WHAT TO PRODUCE: Report how many lines in the material contain the string "dress", treating uppercase and lowercase as different. Give only the number.

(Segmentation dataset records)
● ● ●

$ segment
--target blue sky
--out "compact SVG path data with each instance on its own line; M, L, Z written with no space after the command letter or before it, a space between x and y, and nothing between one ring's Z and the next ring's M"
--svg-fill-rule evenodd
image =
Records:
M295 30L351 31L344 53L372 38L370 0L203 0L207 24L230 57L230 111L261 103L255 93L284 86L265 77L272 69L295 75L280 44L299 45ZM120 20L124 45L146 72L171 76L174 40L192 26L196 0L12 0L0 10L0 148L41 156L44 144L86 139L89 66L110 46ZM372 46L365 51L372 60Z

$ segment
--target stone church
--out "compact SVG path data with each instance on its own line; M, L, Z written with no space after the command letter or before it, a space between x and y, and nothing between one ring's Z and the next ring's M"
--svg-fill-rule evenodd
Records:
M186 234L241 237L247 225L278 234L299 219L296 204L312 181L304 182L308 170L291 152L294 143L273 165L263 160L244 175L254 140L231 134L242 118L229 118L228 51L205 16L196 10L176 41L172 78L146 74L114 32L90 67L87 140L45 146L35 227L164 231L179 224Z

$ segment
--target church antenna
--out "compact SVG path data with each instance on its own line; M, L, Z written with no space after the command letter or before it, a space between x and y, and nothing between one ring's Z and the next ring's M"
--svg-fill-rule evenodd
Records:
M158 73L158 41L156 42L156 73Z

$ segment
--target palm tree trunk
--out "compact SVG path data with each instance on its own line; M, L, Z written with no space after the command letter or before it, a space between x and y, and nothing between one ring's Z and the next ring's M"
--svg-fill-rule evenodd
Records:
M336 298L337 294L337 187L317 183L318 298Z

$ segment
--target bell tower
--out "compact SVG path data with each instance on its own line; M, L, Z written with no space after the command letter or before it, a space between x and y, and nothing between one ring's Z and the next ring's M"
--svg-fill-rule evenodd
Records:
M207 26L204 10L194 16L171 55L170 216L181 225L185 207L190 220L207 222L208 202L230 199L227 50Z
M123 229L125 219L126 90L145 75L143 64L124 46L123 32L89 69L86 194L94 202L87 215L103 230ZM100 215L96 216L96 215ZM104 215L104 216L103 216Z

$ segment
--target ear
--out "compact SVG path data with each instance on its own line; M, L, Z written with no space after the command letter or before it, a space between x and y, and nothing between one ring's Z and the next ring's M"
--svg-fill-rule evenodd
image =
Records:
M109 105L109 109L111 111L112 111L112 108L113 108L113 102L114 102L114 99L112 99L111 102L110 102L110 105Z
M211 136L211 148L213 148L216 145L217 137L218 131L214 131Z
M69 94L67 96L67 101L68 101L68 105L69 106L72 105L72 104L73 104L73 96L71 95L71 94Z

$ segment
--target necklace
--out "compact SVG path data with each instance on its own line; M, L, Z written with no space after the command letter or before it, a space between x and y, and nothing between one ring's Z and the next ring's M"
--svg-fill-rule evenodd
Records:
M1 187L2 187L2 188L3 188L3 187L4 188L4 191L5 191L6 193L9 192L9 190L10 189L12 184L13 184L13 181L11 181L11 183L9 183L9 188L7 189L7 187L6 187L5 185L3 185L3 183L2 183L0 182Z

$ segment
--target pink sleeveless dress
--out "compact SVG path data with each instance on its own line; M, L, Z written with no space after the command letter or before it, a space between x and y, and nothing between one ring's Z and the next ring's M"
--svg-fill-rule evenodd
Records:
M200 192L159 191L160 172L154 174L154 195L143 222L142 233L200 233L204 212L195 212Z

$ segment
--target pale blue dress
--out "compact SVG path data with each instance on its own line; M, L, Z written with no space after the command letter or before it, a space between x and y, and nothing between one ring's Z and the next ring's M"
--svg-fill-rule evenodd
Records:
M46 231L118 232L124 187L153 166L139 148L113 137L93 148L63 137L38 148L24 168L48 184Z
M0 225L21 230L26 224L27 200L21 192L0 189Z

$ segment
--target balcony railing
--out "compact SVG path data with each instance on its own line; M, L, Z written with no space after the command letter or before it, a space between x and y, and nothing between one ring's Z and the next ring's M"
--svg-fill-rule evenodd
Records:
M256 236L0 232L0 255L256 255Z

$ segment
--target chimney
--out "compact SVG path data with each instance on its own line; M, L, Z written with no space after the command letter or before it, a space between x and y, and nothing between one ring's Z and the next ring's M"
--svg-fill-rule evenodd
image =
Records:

● ● ●

COMPLETED EXERCISE: 2